──────── PROVIDED INFORMATION

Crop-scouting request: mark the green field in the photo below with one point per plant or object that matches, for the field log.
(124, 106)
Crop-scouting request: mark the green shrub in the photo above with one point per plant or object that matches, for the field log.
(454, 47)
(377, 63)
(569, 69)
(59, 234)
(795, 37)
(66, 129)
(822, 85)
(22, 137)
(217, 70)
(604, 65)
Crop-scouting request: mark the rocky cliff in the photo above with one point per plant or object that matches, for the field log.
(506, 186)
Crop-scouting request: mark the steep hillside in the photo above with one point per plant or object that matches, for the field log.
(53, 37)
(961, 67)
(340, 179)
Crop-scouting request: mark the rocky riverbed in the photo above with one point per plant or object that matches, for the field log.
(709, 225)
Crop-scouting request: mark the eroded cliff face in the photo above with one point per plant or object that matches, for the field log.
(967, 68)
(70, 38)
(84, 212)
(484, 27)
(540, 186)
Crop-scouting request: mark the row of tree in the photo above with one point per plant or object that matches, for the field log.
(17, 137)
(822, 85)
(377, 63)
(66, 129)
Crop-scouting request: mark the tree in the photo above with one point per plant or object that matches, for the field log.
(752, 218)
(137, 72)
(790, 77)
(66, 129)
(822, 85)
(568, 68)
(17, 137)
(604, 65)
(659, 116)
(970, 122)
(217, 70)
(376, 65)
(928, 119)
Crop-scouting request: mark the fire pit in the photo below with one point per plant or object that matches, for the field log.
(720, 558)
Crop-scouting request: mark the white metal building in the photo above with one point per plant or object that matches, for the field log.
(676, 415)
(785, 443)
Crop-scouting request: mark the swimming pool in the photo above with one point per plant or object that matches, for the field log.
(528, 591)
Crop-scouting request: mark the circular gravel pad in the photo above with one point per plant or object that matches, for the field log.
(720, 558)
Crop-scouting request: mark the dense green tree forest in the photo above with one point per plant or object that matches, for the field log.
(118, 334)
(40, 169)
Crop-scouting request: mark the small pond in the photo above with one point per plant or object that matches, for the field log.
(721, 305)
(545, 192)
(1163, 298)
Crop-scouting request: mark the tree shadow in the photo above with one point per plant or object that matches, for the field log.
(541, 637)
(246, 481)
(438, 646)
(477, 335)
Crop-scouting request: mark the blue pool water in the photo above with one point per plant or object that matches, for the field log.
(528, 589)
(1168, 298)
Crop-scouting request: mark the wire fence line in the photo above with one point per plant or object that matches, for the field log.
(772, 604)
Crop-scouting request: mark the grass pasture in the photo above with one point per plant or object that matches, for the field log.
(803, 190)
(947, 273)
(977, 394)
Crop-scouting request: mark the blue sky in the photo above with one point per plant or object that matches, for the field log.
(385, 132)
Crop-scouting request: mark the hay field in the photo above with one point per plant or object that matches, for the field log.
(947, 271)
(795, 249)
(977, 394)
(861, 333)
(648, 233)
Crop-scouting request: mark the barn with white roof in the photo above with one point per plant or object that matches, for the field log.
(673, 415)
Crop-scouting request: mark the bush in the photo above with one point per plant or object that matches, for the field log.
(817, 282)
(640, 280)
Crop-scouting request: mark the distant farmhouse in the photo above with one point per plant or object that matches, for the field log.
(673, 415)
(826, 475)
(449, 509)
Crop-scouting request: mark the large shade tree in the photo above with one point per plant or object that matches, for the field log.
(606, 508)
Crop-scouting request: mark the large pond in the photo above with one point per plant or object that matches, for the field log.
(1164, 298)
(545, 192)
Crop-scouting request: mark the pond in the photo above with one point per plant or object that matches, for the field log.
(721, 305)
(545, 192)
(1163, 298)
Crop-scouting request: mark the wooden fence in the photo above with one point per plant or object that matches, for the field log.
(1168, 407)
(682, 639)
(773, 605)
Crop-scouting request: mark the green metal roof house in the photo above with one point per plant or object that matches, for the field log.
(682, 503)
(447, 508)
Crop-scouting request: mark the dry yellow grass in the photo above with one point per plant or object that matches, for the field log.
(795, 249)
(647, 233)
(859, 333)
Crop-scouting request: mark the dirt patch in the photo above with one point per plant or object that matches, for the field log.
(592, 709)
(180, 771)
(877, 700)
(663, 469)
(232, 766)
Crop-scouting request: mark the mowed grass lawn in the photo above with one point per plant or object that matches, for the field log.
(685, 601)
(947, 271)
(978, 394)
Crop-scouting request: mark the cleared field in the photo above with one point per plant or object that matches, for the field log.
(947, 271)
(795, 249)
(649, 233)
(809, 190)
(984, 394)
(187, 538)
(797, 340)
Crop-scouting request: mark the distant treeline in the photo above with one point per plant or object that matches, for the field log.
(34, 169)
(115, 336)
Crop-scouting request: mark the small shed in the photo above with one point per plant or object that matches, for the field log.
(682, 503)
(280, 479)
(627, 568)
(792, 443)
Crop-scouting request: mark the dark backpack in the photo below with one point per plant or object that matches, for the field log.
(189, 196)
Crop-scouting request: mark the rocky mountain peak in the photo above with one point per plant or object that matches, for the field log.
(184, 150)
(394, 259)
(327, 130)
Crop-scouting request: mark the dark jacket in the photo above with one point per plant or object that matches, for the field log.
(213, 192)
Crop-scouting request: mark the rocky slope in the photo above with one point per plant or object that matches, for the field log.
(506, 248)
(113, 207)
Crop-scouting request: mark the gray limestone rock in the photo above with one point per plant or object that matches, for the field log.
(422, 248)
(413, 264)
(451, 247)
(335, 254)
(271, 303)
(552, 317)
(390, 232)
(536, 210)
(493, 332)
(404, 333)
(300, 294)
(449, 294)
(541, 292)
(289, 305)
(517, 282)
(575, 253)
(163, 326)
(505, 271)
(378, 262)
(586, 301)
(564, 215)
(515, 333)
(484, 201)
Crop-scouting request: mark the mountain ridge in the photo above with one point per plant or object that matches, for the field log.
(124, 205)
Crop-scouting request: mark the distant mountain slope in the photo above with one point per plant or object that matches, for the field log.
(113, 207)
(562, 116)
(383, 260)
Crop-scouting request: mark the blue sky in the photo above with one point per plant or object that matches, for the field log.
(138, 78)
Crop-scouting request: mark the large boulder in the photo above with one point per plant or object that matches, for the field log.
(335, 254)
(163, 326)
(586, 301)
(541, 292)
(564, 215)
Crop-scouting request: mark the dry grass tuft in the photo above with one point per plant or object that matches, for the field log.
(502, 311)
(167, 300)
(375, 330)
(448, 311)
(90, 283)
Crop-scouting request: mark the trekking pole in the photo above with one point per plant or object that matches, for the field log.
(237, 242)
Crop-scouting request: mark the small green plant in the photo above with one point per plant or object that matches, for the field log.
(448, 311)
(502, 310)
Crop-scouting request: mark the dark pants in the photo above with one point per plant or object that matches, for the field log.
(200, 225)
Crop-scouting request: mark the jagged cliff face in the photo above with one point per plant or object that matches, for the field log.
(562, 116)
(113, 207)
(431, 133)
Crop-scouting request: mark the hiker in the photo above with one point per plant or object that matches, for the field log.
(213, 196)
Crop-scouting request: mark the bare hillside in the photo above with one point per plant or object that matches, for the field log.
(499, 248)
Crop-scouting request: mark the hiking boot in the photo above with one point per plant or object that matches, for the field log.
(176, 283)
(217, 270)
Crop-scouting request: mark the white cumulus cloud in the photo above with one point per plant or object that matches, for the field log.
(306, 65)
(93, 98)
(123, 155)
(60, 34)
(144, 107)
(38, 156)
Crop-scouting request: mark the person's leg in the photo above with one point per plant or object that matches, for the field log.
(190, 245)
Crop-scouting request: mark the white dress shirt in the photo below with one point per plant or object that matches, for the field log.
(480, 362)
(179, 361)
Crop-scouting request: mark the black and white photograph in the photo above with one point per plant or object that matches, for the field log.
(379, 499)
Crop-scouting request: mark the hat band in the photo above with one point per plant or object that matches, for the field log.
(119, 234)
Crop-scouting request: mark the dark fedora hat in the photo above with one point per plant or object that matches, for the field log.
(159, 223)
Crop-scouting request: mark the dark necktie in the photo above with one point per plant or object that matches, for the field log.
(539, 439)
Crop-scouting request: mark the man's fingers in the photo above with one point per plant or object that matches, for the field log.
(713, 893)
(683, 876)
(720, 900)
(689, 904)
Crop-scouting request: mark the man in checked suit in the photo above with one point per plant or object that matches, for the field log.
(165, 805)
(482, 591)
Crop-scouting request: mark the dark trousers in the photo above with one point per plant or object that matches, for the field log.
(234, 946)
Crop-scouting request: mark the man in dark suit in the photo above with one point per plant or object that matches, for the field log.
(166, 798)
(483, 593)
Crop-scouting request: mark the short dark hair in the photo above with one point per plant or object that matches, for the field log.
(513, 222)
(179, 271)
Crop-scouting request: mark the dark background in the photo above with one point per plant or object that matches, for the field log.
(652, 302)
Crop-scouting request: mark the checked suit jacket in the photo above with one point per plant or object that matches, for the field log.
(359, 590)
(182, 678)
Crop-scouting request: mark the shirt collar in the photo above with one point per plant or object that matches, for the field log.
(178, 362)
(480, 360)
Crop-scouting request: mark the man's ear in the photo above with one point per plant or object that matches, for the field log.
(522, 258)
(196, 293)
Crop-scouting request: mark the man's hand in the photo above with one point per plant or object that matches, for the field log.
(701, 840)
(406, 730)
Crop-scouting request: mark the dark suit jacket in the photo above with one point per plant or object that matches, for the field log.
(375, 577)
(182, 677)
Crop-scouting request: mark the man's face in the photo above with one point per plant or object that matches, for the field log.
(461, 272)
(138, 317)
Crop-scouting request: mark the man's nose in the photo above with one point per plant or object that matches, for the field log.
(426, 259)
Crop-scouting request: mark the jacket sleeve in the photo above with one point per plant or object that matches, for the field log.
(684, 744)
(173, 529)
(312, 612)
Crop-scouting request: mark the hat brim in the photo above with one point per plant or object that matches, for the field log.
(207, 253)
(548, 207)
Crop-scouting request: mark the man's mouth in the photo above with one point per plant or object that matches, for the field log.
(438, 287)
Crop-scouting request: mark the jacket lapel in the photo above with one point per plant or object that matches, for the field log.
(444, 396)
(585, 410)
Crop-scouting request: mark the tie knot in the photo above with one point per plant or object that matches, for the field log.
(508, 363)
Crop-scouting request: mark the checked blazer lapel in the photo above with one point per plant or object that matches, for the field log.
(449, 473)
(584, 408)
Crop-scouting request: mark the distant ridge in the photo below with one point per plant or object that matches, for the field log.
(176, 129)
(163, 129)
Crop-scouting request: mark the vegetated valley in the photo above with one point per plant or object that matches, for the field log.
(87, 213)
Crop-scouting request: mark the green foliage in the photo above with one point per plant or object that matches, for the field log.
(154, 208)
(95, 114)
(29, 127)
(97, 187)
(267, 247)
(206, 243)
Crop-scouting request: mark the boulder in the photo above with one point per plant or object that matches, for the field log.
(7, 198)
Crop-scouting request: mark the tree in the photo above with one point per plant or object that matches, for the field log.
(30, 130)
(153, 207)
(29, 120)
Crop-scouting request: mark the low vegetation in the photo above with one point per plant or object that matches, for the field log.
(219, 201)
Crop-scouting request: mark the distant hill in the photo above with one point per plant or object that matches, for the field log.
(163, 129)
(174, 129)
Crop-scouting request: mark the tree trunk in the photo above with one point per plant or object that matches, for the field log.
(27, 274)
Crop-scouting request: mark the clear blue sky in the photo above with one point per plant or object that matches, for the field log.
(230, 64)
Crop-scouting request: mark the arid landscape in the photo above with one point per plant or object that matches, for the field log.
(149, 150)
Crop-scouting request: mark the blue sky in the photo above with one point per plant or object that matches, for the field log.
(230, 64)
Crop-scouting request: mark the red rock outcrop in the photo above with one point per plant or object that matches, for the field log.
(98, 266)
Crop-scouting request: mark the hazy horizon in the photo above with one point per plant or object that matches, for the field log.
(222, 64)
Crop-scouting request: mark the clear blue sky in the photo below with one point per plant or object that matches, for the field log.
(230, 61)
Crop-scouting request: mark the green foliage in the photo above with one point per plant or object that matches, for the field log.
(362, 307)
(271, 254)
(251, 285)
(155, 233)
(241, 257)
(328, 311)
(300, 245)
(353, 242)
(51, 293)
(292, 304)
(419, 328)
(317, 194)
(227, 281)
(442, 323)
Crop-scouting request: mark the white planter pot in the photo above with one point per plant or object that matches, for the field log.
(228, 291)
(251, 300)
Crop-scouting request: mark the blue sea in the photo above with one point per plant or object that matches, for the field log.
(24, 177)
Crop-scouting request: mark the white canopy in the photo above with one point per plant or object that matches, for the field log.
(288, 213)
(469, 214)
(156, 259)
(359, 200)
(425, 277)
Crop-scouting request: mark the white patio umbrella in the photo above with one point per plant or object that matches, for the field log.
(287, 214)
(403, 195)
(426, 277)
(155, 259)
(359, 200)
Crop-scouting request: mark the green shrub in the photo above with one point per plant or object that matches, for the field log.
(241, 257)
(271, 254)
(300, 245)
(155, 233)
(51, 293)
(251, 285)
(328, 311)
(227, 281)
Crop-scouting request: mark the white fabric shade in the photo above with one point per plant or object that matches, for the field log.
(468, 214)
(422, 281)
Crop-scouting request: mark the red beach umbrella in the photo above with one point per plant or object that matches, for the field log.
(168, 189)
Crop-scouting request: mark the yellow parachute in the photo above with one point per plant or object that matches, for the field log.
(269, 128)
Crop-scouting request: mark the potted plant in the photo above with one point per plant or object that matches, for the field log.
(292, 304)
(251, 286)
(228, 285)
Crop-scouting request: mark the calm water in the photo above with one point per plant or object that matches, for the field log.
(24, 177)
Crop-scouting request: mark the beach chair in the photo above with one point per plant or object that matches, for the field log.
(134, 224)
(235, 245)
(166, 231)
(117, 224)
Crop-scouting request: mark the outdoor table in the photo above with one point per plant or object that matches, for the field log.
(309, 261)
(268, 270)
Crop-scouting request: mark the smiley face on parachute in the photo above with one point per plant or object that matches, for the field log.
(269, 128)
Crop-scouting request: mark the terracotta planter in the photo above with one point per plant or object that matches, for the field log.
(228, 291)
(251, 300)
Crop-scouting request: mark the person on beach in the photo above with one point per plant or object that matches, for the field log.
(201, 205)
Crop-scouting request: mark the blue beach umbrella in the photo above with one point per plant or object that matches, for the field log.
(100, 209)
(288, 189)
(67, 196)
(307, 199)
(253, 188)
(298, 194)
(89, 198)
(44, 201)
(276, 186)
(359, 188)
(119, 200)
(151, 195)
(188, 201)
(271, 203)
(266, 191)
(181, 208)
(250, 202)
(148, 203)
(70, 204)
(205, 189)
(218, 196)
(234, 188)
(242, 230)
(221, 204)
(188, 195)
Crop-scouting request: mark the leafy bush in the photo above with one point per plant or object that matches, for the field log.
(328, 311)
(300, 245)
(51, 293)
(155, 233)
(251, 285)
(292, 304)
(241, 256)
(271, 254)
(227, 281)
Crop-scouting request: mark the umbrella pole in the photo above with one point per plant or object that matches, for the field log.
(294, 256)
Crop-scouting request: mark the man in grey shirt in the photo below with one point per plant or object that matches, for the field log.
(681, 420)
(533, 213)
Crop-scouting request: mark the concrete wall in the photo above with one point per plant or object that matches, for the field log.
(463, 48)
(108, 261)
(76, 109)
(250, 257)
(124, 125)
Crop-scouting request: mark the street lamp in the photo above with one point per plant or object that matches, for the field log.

────────────────

> **TASK GOAL**
Rescale the coordinates in the listing above, from the line with "Crop-scouting request: mark the umbrella" up to and including the last line. Rewrite every line in that range, leaving the text lines unchanged, and multiply each coordinate by 1.4, rounding to whole numbers with halves rounded up.

> **FINISHED TASK**
Crop-scouting request: mark the umbrella pole in the photo above with one point per plant or object that matches, for the field log.
(412, 358)
Crop-scouting request: mark the man in grey shirt in the photo below with one point per plant or object that matches, for the field log.
(953, 588)
(746, 298)
Crop-scouting request: mark the concrete wall in the photo above with one point per plant or object that matches, for the field log.
(648, 67)
(151, 365)
(106, 153)
(350, 360)
(174, 175)
Crop-scouting request: mark the street lamp in the photo above with one point per plant or object that matches, for the field log.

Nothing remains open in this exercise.